## EXERCISE PROMPT
Could you echo every line of the data below verbatim, leaving out the pictures?

— Start DATA SUPPLIED —

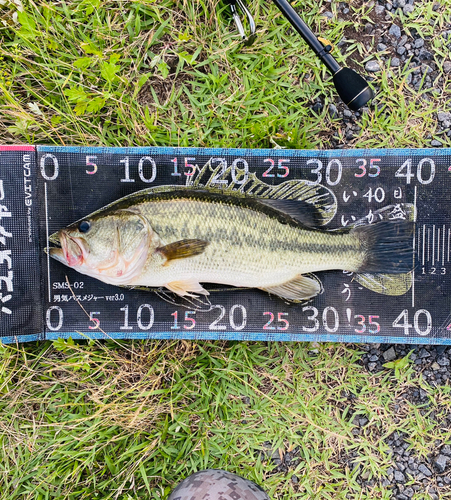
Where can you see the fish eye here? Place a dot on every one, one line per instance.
(84, 226)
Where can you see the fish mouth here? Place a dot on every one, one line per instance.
(72, 251)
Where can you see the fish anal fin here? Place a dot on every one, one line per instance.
(183, 249)
(299, 288)
(183, 288)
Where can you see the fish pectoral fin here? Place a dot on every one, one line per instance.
(184, 287)
(299, 288)
(183, 249)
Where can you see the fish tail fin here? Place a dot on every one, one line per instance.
(388, 247)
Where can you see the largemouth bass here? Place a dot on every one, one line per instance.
(182, 238)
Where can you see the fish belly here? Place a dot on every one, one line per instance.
(246, 248)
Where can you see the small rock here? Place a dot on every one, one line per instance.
(399, 477)
(443, 115)
(424, 470)
(390, 354)
(372, 66)
(395, 31)
(443, 360)
(419, 42)
(425, 68)
(425, 55)
(440, 463)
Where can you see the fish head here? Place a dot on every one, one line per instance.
(112, 247)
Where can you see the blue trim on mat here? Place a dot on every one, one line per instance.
(326, 153)
(353, 339)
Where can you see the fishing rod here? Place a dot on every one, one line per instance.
(352, 88)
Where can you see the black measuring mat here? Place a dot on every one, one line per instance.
(353, 186)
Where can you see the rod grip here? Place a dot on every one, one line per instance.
(352, 88)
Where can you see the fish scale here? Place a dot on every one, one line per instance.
(202, 236)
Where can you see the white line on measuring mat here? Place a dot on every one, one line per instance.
(433, 244)
(424, 239)
(414, 220)
(438, 246)
(47, 241)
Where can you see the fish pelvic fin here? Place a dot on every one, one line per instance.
(182, 249)
(298, 289)
(387, 246)
(183, 288)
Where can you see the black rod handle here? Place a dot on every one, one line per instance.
(351, 87)
(308, 35)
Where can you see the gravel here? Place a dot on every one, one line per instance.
(391, 49)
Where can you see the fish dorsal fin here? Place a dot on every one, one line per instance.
(300, 210)
(234, 181)
(298, 289)
(393, 285)
(182, 249)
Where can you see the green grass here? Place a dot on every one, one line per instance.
(129, 420)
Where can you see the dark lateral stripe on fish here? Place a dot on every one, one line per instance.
(206, 196)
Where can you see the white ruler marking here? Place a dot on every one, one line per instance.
(438, 246)
(47, 241)
(433, 244)
(424, 241)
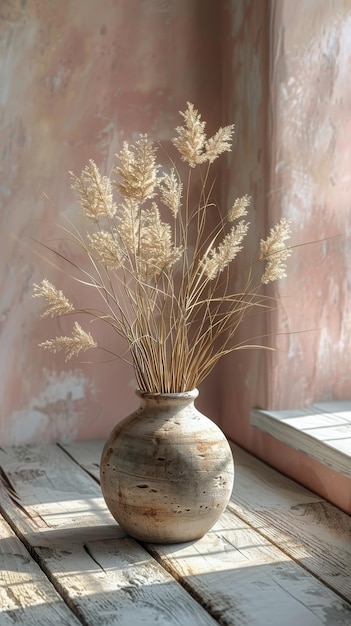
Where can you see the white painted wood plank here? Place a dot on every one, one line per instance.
(312, 438)
(27, 597)
(233, 567)
(81, 548)
(309, 529)
(243, 578)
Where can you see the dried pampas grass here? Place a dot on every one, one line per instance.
(167, 295)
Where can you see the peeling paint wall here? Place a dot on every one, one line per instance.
(77, 77)
(286, 77)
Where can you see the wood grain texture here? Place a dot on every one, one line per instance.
(309, 529)
(26, 595)
(104, 577)
(241, 577)
(322, 431)
(238, 573)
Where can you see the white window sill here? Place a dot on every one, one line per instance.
(322, 431)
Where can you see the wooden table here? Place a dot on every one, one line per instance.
(279, 556)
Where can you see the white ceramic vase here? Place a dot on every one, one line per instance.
(167, 471)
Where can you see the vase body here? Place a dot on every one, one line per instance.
(166, 470)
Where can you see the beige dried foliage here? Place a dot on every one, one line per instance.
(171, 189)
(239, 208)
(219, 258)
(71, 346)
(274, 251)
(164, 286)
(94, 193)
(137, 170)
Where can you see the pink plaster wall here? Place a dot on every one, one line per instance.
(291, 100)
(77, 78)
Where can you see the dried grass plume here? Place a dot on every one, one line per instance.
(161, 272)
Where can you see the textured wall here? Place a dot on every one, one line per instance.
(77, 78)
(291, 99)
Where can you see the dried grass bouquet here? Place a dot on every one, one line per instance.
(164, 285)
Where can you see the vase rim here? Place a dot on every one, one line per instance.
(181, 395)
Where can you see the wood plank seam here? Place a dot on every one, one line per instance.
(289, 553)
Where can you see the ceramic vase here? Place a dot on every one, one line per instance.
(167, 471)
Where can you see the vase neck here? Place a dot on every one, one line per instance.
(167, 399)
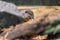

— End DATA SUPPLIED —

## WRITTEN RESPONSE
Where can you see the fish eye here? Place a dot on every one, one line per instance.
(84, 226)
Where can you see the fish mouth here? Place a dot on every one, one line per instance.
(72, 251)
Where can you see the fish anal fin here? Place a dot on every one, one line per instance.
(183, 249)
(299, 288)
(183, 288)
Where can you see the fish pectoral fin here? Place a dot on every one, one line per instance.
(184, 287)
(299, 288)
(183, 249)
Where can you see the fish tail fin here? Place a dot on every one, one line per instance.
(388, 247)
Where can you see the largemouth bass here? Place a dot on every one, one line per instance.
(182, 238)
Where can you see the fish belly here? Place a dot on every one, one line per instance.
(246, 248)
Where can you see the small rock here? Place a dot on every one, one line per instance.
(399, 477)
(443, 115)
(424, 470)
(390, 354)
(372, 66)
(395, 31)
(443, 360)
(419, 42)
(425, 68)
(425, 55)
(440, 463)
Where can you see the fish head here? Place a dot on every one, one line per instance.
(112, 247)
Where can you see the blue trim on mat here? Place a dot on every one, one line per instance.
(326, 153)
(353, 339)
Where can you see the fishing rod here? Place a dot on every one, one line per instance.
(352, 88)
Where can you see the black measuring mat here? Place a dot on every one, one line per instance.
(353, 186)
Where can you see the rod grip here? Place a dot on every one, one line per instance.
(352, 88)
Where can you see the fish scale here? Place a dot on every one, one line per instance.
(202, 236)
Where can you see the white line on measuring mat here? Place a dot on every one, one line per instance.
(433, 244)
(424, 239)
(414, 220)
(438, 246)
(47, 241)
Where can you see the fish pelvic fin here? Place a dot on every one, one line per instance.
(182, 249)
(298, 289)
(387, 246)
(183, 288)
Where can you see the black rod handle here? Place a dot on every one, one line per instance.
(351, 87)
(308, 35)
Where can you see the gravel here? Place a dot on every one, one line per instance.
(391, 49)
Where can you see the fish dorsal fin here? Place a dot on every one, one line per instance.
(300, 210)
(234, 181)
(298, 289)
(393, 285)
(182, 249)
Where can you see the green grass here? Place a dot on every one, one line per instance.
(129, 420)
Where can you see the dark lateral stripe on fish here? Place a dot on every one, one line per instance.
(206, 196)
Where can you see the white ruler marking here? Place a dot on every one, one line per instance.
(438, 246)
(47, 241)
(433, 244)
(424, 241)
Where can you see the white painted wood plank here? Place a dot on every one, one line per instance.
(312, 438)
(27, 597)
(233, 567)
(81, 548)
(309, 529)
(243, 578)
Where can you see the dried pampas grass here? Place a dot on every one, one line per instance.
(167, 295)
Where can you see the peeling paint wall here? Place a dot on every one, one line per instance.
(77, 77)
(286, 77)
Where can you see the wood grain texture here? Place a dot on every one, one line per instance.
(309, 529)
(26, 595)
(104, 577)
(241, 577)
(322, 431)
(238, 573)
Where can you see the white window sill here? Place a dot on every one, one line per instance.
(322, 431)
Where can you see the wooden table here? Place a dot on every one, one line per instance.
(279, 556)
Where can you see the white ceramic vase here? Place a dot on every one, one line per instance.
(167, 471)
Where can you see the vase body here? Place a dot on every one, one line per instance.
(166, 470)
Where can you see the beige dried foliage here? Place a dot on every one, one line per instance.
(171, 189)
(239, 208)
(219, 258)
(71, 346)
(274, 251)
(164, 286)
(94, 193)
(137, 170)
Where can you see the pink plaster wall here? Place a dot on every one, one line per instance.
(291, 100)
(77, 78)
Where can you see the dried grass plume here? Place a dot on every one, one line per instance.
(161, 272)
Where can you see the textured wall here? Place a dot on every one, one line per instance.
(77, 78)
(291, 99)
Where can you see the dried grass bouquet here? Place a dot on every one, one line per instance.
(164, 285)
Where can you see the vase rim here? Place a dot on every one, one line per instance.
(181, 395)
Where can you see the wood plank seam here? Place a dot on every one, one line per instance.
(289, 553)
Where can you see the ceramic vase here? Place a dot on every one, one line per instance.
(167, 471)
Where can you see the vase neck here? Place a dot on every one, one line per instance.
(167, 399)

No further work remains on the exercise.